工作任務
請從最後一句之後續寫這段關於超臨界二氧化碳力場與分子動力學模擬的摘要。

文件段落
<<<<

從2005年到現在,已經發表了許多組的CO2力場參數,這些參數可用於分子動力學模擬(MD)對sCO2進行理論建模。但可惜的是,它們都沒有辦法在模擬中完全呈現sCO2的物理或化學性質。因此為了想要能描述在超臨界情況下的CO2與其他溶質的交互作用,在新的力場參數開發中仍然面臨了許多的挑戰。
自適應力匹配法(AFMM),可以用ab initio 級別所計算出的力,來擬合MD的力場參數,目前已經被證明可以有效地對超臨界流體的力場進行改善。在這項工作中,我們將會利用透過AFMM而獲得的新CO2力場參數,並使用MD模擬計算CO2的自擴散係數、徑向分佈函數和痕量擴散,最後將與文獻結果和實驗數據進行比較分析,來驗證新力場參數表現sCO2傳輸和物理性質的能力。
Due to the industrial evolution, carbon dioxide is a widely emitted to our atmosphere. Re-utilizing CO2 becomes an important and critical issue for maintain a sustainable living environment on earth. CO2 is also an important fluid in biological, chemical, or geochemical processes. In particular, supercritical carbon dioxide (sCO2) has been applied in numerous industrial synthesis applications for selectively extracting valuable product. Understanding the transport and structural properties of sCO2 can help the scientists improve the efficiency of the industrial extraction processes.

>>>>

提供資料
<<<<

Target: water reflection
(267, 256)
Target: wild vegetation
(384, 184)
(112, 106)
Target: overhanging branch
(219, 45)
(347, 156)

>>>>

結果如下
Since 2005, there are several theoretical modeling studies in sCO2 using molecular dynamics simulations (MD). Although there are multiple sets of CO2 force field parameters reported in the literature, none of them can fully present the physical properties of sCO2 in simulation. It still poses the challenge in force field parameter development for describing the sCO2–solute interactions under the supercritical CO2 condition.
Adaptive force matching method (AFMM), fitting the force fields from ab initio MD, has been proven to parametrize force fields effectively for supercritical liquid. In this work, we present the new parameters obtained by AFMM and using MD simulation to calculate the self-diffusion coefficient, radial distribution functions and trace-diffusion then compare with literature results and experiment data to advance the force field parameters for sCO2.
1. Brunner, G., Applications of Supercritical Fluids. 2010; Vol. 1, p 321-342.
2. De Melo, M. M. R.; Domingues, R. M. A.; Silvestre, A. J. D., et al., Extraction and purification of triterpenoids using supercritical fluids: From lab to exploitation. Mini-Rev. Org. Chem. 2014, 11 (3), 362-381.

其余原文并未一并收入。